Burciaga next requested FMLA paperwork on or about July 27, 2012, for
intermittent leave to care for her son. Ravago’s human resources department
processed Burciaga’s request and approved her FMLA leave. Burciaga did not inform
Howe that she requested FMLA leave but indicated to Howe that she was going to be
absent from work to tend to her son. According to Burciaga, Howe provided her time
off for appointments when she requested it and was flexible with scheduling so she
could attend appointments. Howe expressed during his deposition, however, that he
was “probably a little frustrated” by Burciaga’s need to miss work. Burciaga
thereafter took FMLA leave for half a day on August 8, 2012, September 5, 2012, and
September 6, 2012.

→ Try it
Write out the passage on the FMLA leave request word for word, starting at "Burciaga next requested" and ending at "September 6, 2012.".

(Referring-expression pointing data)
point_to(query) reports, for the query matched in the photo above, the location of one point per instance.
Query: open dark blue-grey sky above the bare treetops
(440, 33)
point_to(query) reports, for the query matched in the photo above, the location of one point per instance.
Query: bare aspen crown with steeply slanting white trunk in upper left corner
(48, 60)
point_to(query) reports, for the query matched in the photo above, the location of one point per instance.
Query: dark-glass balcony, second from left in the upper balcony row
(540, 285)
* * *
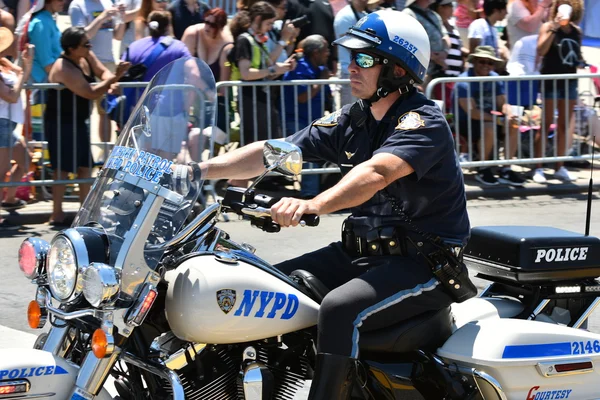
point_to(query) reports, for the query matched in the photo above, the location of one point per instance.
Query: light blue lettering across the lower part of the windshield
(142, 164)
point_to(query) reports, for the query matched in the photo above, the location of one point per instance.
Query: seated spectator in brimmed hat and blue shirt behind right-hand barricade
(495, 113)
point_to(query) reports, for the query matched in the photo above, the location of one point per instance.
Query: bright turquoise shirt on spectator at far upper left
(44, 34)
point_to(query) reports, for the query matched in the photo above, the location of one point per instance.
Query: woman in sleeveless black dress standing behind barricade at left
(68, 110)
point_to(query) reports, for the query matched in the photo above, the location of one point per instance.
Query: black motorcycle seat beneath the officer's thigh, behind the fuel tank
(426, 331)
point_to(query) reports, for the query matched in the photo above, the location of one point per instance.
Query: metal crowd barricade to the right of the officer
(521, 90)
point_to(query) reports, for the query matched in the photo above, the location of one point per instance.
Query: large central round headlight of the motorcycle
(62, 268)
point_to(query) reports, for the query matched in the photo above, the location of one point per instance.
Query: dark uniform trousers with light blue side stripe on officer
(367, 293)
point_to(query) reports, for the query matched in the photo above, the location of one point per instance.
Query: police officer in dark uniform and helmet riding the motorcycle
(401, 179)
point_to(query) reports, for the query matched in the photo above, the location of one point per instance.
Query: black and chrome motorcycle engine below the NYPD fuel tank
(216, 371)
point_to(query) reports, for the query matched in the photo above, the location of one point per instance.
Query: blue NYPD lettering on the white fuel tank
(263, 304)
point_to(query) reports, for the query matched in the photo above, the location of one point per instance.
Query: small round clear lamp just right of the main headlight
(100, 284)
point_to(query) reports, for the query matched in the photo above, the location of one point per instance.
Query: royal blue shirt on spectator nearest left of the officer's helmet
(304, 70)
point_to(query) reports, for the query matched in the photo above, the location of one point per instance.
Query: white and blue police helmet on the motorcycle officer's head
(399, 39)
...
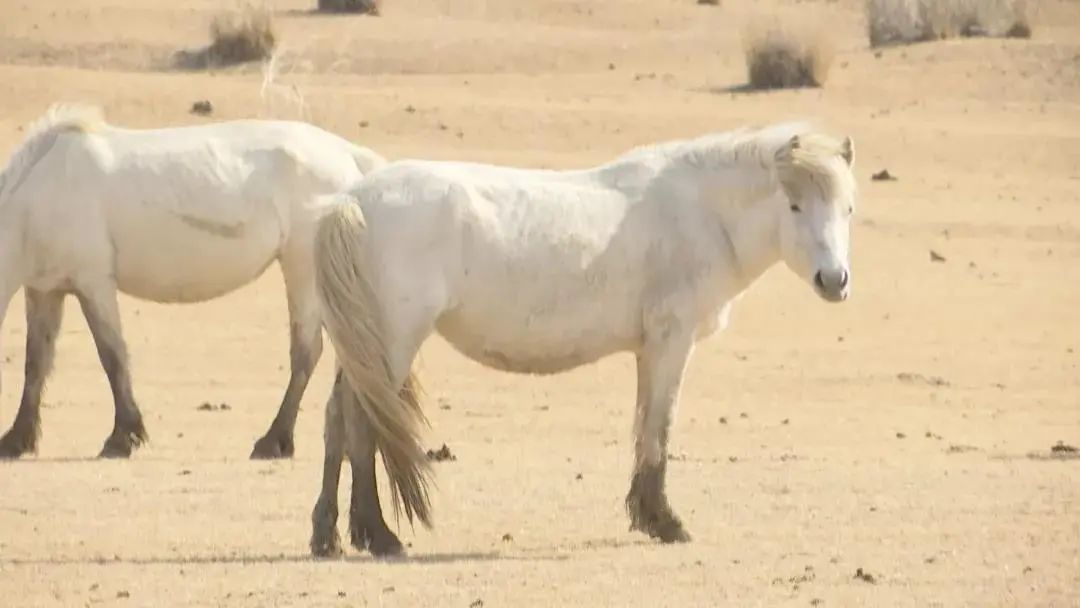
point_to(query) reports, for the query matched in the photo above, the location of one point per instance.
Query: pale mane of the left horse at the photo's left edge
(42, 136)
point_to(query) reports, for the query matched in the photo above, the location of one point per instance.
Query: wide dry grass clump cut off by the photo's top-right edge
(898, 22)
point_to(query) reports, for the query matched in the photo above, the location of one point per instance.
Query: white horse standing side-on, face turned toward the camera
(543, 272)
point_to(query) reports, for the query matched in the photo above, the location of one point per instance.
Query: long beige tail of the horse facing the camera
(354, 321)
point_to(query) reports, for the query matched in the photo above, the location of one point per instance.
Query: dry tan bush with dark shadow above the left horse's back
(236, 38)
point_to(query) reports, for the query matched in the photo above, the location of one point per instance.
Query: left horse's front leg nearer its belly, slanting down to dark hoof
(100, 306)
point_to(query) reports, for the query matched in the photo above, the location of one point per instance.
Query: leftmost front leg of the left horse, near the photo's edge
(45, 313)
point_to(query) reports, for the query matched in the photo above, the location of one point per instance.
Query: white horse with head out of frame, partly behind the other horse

→ Task response
Burciaga next requested FMLA paperwork on or about July 27, 2012, for
intermittent leave to care for her son. Ravago’s human resources department
processed Burciaga’s request and approved her FMLA leave. Burciaga did not inform
Howe that she requested FMLA leave but indicated to Howe that she was going to be
absent from work to tend to her son. According to Burciaga, Howe provided her time
off for appointments when she requested it and was flexible with scheduling so she
could attend appointments. Howe expressed during his deposition, however, that he
was “probably a little frustrated” by Burciaga’s need to miss work. Burciaga
thereafter took FMLA leave for half a day on August 8, 2012, September 5, 2012, and
September 6, 2012.